* Data for this task
• • • •

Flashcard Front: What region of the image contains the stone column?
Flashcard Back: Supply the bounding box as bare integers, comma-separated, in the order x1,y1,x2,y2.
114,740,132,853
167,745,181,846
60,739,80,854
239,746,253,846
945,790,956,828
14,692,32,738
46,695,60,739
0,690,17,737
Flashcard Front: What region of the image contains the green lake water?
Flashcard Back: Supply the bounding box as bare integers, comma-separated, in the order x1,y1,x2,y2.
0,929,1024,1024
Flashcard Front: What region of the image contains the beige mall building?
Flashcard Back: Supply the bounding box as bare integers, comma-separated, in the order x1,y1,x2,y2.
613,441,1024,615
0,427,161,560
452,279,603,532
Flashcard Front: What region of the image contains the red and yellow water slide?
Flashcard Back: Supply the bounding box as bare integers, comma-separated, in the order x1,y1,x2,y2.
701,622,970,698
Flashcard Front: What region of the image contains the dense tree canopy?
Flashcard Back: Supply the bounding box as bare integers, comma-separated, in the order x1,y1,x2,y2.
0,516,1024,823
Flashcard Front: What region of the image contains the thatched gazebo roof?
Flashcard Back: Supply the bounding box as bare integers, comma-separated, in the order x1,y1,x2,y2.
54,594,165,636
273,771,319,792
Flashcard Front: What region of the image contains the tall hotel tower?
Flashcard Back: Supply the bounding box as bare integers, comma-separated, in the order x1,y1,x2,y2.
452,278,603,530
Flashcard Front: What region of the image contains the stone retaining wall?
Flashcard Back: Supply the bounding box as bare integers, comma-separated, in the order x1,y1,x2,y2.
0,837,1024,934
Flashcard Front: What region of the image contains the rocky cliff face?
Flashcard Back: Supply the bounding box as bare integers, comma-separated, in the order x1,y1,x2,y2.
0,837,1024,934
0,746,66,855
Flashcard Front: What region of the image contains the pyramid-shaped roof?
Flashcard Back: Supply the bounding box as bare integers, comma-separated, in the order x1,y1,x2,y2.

• • • •

* Instructions for the task
State how many lines of the material above contain the string "contains", matching case exactly. Reply with the number alone.

* Solved problem
10